- EXERCISE REQUIREMENTS
Print, word for word, the stretch of the text on Crissi from "Crissi joined the" through "the Trinity team.".

- TEXT SECTION
◇ ◇ ◇ ◇ ◇ ◇ ◇

Crissi joined the volunteer Complementary Therapy team in 2012. Patients and their carers can enjoy therapies ranging from massage to Reiki. She says: “Many people have the wrong impression of a hospice, believing it is a place of sadness and despair. It is a place of support, safety and calm. Friendships are made, solidarity abounds; we help and hold each other up when it’s needed. I loved working with the Trinity team.

“In 2014 we sold our family house and purchased a garden with a bungalow!! After 9 months of hard work we finally moved in and returned from a holiday to find hundreds of tiny flowers had bloomed – it was like a message saying HELLO! Look at our potential! I set about watering the flowers but the next thing I remember I woke up on the floor and realised I could not move my legs. That day was the last time I stood up, and it was whilst doing something in the garden that I had such a vision for.”

Crissi had a spinal cord injury caused by a blood clot and was paralysed from the waist down. She spent months in hospital, and when she returned home she and her husband had to remodel the house that had so recently been completed.

◇ ◇ ◇ ◇ ◇ ◇ ◇

- EXTRACTED INFORMATION
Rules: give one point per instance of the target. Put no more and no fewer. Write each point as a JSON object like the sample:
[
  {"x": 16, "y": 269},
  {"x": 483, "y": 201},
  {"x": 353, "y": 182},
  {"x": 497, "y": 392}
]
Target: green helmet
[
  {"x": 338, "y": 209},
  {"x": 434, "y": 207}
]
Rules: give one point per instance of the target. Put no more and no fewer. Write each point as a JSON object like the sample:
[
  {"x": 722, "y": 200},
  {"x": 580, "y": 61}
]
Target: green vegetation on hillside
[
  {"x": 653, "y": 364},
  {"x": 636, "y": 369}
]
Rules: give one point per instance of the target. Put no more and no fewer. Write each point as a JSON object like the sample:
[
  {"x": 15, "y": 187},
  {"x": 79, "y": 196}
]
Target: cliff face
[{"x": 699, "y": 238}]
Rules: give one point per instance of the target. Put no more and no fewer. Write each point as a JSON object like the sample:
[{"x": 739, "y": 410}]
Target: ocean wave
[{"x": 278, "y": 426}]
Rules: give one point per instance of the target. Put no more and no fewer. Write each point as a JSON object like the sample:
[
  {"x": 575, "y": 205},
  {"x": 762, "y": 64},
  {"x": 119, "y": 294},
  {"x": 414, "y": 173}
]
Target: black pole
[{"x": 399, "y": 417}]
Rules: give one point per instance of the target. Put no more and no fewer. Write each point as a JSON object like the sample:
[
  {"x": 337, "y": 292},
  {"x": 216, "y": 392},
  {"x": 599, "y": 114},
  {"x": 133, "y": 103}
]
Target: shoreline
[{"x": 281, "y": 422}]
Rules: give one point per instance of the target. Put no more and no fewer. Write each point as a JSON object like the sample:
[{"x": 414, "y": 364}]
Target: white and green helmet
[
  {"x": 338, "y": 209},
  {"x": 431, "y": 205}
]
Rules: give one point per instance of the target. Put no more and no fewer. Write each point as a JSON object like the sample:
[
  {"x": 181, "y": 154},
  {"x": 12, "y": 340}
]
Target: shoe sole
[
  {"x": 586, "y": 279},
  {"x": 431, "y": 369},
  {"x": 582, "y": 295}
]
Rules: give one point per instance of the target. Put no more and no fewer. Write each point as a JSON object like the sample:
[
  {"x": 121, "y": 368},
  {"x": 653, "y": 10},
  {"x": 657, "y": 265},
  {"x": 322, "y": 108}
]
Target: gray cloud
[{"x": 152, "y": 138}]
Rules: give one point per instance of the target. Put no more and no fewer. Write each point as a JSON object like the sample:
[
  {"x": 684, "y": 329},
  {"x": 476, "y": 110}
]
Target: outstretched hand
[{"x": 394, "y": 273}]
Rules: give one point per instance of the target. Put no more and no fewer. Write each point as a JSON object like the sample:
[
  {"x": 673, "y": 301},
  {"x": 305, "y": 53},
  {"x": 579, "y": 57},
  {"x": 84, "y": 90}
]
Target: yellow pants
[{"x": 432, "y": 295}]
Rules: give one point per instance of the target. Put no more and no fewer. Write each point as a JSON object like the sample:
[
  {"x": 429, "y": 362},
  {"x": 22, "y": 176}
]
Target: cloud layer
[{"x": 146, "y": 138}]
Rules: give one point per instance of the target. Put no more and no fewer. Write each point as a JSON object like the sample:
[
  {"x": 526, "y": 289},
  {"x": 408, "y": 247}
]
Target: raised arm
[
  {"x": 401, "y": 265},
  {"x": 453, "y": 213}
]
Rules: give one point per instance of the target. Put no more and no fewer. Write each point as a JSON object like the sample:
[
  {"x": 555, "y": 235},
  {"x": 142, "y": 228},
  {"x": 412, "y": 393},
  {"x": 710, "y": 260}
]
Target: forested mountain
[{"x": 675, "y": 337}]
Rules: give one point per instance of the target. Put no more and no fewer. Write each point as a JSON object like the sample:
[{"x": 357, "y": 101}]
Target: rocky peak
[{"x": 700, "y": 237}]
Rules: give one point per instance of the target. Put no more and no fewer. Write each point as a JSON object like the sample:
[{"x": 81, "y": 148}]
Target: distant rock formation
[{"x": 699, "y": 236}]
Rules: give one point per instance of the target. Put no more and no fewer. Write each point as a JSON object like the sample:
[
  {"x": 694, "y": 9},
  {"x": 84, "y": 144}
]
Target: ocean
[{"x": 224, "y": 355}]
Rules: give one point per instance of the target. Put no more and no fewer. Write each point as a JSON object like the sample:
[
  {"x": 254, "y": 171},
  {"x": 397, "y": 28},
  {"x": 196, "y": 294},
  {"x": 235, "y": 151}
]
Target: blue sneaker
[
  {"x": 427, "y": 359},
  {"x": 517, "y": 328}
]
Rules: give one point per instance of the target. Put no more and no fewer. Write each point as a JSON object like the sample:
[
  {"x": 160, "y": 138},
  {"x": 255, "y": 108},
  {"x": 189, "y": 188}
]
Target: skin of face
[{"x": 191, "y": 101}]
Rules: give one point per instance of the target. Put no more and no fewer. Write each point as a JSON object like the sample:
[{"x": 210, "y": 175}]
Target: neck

◇ ◇ ◇ ◇ ◇ ◇ ◇

- YOUR RESPONSE
Crissi joined the volunteer Complementary Therapy team in 2012. Patients and their carers can enjoy therapies ranging from massage to Reiki. She says: “Many people have the wrong impression of a hospice, believing it is a place of sadness and despair. It is a place of support, safety and calm. Friendships are made, solidarity abounds; we help and hold each other up when it’s needed. I loved working with the Trinity team.